● **TRY IT**: For every record below, write out an exact copy.

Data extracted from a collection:
————

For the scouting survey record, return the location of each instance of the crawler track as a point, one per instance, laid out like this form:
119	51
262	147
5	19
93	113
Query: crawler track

————

● **RESULT**:
For the scouting survey record, return the location of each instance of the crawler track as a point, one per instance, laid out like this form:
119	51
262	147
5	19
93	113
Query: crawler track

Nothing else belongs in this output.